OBJECTIF DE L'EXERCICE: Recopiez les lignes, de celle qui contient « find the dark » jusqu'à la dernière, les deux incluses, consignes comprises et inchangées. Décalez de 9 chaque coordonnée des réponses.

Données d'annotation d'images
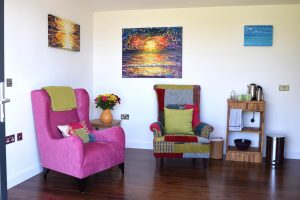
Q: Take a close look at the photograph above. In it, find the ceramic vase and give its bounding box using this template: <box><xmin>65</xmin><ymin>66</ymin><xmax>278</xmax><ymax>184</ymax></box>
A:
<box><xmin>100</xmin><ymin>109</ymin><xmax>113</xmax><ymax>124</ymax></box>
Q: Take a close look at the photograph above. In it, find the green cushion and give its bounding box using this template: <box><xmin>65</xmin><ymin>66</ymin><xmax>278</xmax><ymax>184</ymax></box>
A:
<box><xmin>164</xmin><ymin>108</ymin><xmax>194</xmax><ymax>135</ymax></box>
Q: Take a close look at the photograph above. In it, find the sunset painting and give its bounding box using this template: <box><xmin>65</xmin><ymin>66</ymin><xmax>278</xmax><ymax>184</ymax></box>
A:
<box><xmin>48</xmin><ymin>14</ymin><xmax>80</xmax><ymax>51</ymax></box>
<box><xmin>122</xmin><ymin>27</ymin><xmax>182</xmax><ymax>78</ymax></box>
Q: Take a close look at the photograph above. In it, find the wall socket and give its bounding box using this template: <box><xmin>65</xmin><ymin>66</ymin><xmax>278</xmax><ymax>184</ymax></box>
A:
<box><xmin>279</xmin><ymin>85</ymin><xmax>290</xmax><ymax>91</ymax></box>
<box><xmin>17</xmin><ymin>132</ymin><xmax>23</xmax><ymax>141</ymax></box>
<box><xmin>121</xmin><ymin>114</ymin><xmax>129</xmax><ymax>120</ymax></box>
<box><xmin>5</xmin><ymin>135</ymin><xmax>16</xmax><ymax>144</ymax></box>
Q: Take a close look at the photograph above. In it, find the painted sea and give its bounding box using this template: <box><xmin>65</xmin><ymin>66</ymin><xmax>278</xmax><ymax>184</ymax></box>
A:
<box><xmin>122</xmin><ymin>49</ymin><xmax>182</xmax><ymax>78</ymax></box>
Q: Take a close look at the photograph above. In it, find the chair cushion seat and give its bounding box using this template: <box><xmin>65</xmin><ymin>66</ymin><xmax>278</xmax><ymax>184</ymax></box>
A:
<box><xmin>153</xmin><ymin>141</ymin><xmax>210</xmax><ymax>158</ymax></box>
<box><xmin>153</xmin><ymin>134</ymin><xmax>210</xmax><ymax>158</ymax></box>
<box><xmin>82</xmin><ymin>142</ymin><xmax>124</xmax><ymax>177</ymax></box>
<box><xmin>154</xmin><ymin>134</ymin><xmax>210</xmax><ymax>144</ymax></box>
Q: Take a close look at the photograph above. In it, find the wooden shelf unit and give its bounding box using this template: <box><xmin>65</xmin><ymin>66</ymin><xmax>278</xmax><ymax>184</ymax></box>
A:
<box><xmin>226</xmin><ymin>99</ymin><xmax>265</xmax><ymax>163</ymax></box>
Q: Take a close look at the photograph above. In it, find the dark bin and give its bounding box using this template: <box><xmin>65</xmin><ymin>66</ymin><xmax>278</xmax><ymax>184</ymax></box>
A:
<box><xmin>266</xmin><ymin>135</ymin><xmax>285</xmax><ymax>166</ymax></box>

RÉPONSE ATTENDUE:
Q: Take a close look at the photograph above. In it, find the dark bin and give its bounding box using this template: <box><xmin>65</xmin><ymin>66</ymin><xmax>278</xmax><ymax>184</ymax></box>
A:
<box><xmin>275</xmin><ymin>144</ymin><xmax>294</xmax><ymax>175</ymax></box>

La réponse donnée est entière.